**REQUIRED ACTIONS**
• a. In the oak spiral thread, how much Merlot was the oak spiral added to?
• b. Repeat the passage of the oak spiral thread that begins with "I added an OZ" and ends with "the same issue.", substituting "decanter" for "carafe".

**TEXT SEGMENT**
(begin)

# Oak spiral and bubbles



## Matty_Kay (May 2, 2014)

Hi- last night I added an American oak medium-plus toast spiral to 5 gallons of Merlot aging in a carboy and upon doing so there was a massive rush of bubbles rising to the top of the carboy.

Has this happened to anyone else before? As of this morning there are still bubbles rising but not the same degree as last night.

Is it potentially trapped CO2? Or should I be concerned of something else.

Thanks.


----------



## sour_grapes (May 2, 2014)

It's almost certainly dissolved CO2. The pores of the wood provided nucleation sites for the formation of bubbles (heterogenous nucleation).


----------



## Floandgary (May 2, 2014)

Pos-olutely!! Every time I add oak or anything else, even after stabilization, I stand by with the towels!! CO2 for sure.. Will settle down within a day or so depending on amounts added.


----------



## Matty_Kay (May 2, 2014)

Thanks guys, the wine fermented to dry and went through mlf so when I saw the rush of bubbles I was kinda surprised. Glad its nothing to worry about.


----------



## Elmer (May 2, 2014)

Matty_Kay said:


> Thanks guys, the wine fermented to dry and went through mlf so when I saw the rush of bubbles I was kinda surprised. Glad its nothing to worry about.




I added an OZ of med Toast Hungarian cubes to a dirt cheap store bought whiskey.
I have it sitting in a fancy glass carafe, and while stealing a little last night I had the same issue. 
Bubbles and bubbles, and bubbles!

Of course it is weird that I noticed this in a store bought whiskey, but never paid enough attention to see it in the wine I make!


----------

(end)

**DATA RECORDS**
(begin)

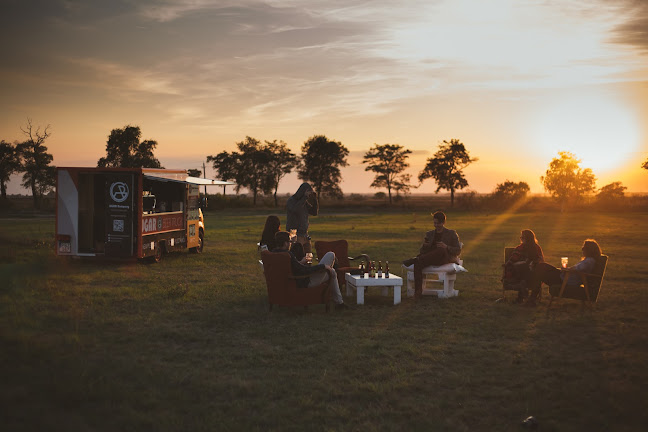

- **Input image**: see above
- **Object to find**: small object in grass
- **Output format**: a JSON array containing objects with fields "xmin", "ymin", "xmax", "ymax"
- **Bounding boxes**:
[{"xmin": 522, "ymin": 416, "xmax": 538, "ymax": 430}]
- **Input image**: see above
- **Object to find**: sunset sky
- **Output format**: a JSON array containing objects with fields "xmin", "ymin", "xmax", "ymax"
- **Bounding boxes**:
[{"xmin": 0, "ymin": 0, "xmax": 648, "ymax": 193}]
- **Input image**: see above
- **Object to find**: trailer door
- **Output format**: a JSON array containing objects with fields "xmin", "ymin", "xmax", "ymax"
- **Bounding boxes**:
[{"xmin": 105, "ymin": 173, "xmax": 137, "ymax": 257}]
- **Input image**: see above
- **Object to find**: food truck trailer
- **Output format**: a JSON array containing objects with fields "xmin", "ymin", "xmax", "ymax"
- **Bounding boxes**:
[{"xmin": 56, "ymin": 167, "xmax": 234, "ymax": 261}]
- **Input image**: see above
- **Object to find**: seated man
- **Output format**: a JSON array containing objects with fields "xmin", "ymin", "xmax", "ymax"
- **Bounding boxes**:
[
  {"xmin": 403, "ymin": 211, "xmax": 461, "ymax": 299},
  {"xmin": 272, "ymin": 231, "xmax": 349, "ymax": 310}
]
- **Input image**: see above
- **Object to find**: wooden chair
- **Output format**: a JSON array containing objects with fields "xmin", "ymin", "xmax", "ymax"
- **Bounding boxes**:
[
  {"xmin": 315, "ymin": 240, "xmax": 369, "ymax": 289},
  {"xmin": 549, "ymin": 255, "xmax": 608, "ymax": 306},
  {"xmin": 261, "ymin": 251, "xmax": 331, "ymax": 312}
]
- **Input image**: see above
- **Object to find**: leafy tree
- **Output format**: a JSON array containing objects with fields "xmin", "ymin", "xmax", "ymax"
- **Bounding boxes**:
[
  {"xmin": 265, "ymin": 140, "xmax": 297, "ymax": 207},
  {"xmin": 392, "ymin": 174, "xmax": 416, "ymax": 197},
  {"xmin": 540, "ymin": 152, "xmax": 596, "ymax": 208},
  {"xmin": 97, "ymin": 125, "xmax": 163, "ymax": 168},
  {"xmin": 207, "ymin": 136, "xmax": 270, "ymax": 205},
  {"xmin": 16, "ymin": 119, "xmax": 56, "ymax": 208},
  {"xmin": 493, "ymin": 180, "xmax": 531, "ymax": 199},
  {"xmin": 596, "ymin": 182, "xmax": 628, "ymax": 200},
  {"xmin": 419, "ymin": 138, "xmax": 478, "ymax": 207},
  {"xmin": 362, "ymin": 144, "xmax": 412, "ymax": 204},
  {"xmin": 297, "ymin": 135, "xmax": 349, "ymax": 197},
  {"xmin": 0, "ymin": 140, "xmax": 20, "ymax": 198}
]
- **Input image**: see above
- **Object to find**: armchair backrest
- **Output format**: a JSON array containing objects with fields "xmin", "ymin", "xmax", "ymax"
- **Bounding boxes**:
[
  {"xmin": 261, "ymin": 251, "xmax": 331, "ymax": 310},
  {"xmin": 315, "ymin": 240, "xmax": 351, "ymax": 267}
]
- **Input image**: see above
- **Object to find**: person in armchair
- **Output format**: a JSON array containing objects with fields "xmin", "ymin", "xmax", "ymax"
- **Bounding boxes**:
[{"xmin": 272, "ymin": 231, "xmax": 349, "ymax": 310}]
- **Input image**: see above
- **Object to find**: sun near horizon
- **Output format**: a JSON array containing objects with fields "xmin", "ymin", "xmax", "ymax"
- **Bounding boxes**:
[{"xmin": 0, "ymin": 0, "xmax": 648, "ymax": 193}]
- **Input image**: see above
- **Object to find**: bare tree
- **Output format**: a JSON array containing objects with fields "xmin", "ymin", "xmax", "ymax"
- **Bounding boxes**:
[
  {"xmin": 0, "ymin": 140, "xmax": 20, "ymax": 198},
  {"xmin": 16, "ymin": 118, "xmax": 56, "ymax": 208}
]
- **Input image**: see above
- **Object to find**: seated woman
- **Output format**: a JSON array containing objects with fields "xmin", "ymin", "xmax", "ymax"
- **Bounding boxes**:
[
  {"xmin": 259, "ymin": 215, "xmax": 281, "ymax": 251},
  {"xmin": 525, "ymin": 239, "xmax": 601, "ymax": 306},
  {"xmin": 502, "ymin": 230, "xmax": 544, "ymax": 303}
]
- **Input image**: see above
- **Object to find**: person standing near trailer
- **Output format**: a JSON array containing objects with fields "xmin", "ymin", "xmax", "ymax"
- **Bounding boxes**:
[{"xmin": 286, "ymin": 183, "xmax": 319, "ymax": 253}]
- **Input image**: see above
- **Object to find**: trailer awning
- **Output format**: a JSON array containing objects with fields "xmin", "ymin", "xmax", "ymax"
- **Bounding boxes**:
[{"xmin": 144, "ymin": 173, "xmax": 236, "ymax": 186}]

(end)

**RESULTS FOR EACH TASK**
• a. 5 gallons

• b.
I added an OZ of med Toast Hungarian cubes to a dirt cheap store bought whiskey.
I have it sitting in a fancy glass decanter, and while stealing a little last night I had the same issue.